• **WHAT THE TASK ASKS**
Taking the line that contains "Target: ground floor window" as the start and the last line of the data as the end, repeat exactly every line in that span, but no pictures.
=== RECORDS SHOWN ===
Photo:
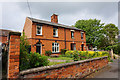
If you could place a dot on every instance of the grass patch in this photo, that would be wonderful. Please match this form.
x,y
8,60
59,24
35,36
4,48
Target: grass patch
x,y
61,58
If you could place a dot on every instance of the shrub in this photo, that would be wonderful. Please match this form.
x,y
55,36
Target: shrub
x,y
37,60
63,51
75,55
33,60
69,54
48,53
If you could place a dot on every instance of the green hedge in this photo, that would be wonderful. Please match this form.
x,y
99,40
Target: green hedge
x,y
81,55
33,60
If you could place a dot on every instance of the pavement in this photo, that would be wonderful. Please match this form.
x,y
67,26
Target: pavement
x,y
113,71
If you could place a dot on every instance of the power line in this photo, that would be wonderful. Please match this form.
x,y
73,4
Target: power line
x,y
29,8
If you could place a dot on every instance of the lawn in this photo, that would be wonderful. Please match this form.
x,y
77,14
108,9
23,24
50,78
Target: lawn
x,y
61,58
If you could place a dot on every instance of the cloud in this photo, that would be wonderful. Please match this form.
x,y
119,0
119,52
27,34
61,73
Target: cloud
x,y
14,14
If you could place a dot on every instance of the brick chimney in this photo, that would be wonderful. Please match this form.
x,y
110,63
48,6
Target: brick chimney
x,y
54,18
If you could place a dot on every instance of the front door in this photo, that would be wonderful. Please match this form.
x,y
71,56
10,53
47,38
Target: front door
x,y
82,46
73,46
38,48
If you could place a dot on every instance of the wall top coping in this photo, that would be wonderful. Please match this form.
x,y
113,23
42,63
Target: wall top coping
x,y
38,69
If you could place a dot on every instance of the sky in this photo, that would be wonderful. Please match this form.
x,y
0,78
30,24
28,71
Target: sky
x,y
14,13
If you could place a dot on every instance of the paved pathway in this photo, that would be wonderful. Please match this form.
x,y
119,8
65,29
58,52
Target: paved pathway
x,y
111,72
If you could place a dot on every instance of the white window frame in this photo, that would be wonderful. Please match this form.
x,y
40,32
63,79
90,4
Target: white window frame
x,y
55,46
83,35
72,36
56,32
40,30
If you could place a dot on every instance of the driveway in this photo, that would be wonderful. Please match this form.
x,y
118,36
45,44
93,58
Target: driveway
x,y
111,72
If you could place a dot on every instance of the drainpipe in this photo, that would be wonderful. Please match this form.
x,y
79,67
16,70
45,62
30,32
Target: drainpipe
x,y
65,36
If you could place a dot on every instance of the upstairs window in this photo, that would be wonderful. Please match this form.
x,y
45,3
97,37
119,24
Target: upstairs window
x,y
72,34
55,47
39,30
82,35
55,32
73,46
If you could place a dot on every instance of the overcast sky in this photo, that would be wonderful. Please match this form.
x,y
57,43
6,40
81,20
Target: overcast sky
x,y
14,13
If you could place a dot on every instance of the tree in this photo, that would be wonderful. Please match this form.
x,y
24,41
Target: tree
x,y
110,32
93,29
24,49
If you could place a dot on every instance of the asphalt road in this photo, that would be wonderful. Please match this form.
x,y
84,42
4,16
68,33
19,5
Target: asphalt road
x,y
112,72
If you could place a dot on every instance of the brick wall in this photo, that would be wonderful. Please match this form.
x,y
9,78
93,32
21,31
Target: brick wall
x,y
3,39
13,56
78,69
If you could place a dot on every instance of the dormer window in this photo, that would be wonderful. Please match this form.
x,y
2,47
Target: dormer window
x,y
82,35
39,30
55,32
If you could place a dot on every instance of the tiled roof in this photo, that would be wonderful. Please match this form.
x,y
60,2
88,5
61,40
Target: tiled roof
x,y
54,24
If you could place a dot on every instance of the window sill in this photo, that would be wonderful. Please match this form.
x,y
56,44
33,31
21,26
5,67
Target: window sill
x,y
39,35
55,52
55,36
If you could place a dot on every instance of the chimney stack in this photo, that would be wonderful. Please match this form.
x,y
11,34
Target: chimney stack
x,y
54,18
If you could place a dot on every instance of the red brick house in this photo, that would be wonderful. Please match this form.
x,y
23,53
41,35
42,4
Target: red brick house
x,y
44,35
4,35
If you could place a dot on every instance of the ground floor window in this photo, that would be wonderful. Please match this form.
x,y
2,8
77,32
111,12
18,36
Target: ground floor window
x,y
55,47
82,46
73,46
38,48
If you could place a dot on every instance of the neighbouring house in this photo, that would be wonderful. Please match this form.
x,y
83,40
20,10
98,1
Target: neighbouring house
x,y
4,34
89,47
44,35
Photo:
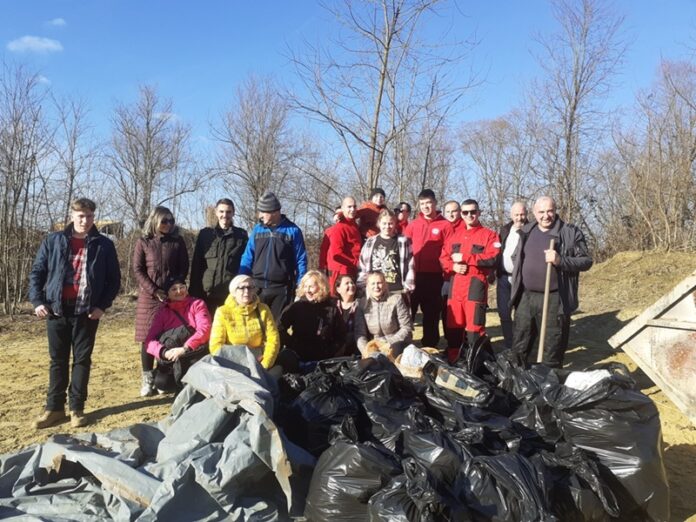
===
• **RESPONSE**
Target: ground floor window
x,y
55,47
82,46
73,46
38,48
If you could place a dot on every instance of the neighbouring house in this photo, that would be wonderful. Please match this form.
x,y
83,40
20,10
98,1
Target: neighbouring house
x,y
4,34
89,47
44,35
Photo:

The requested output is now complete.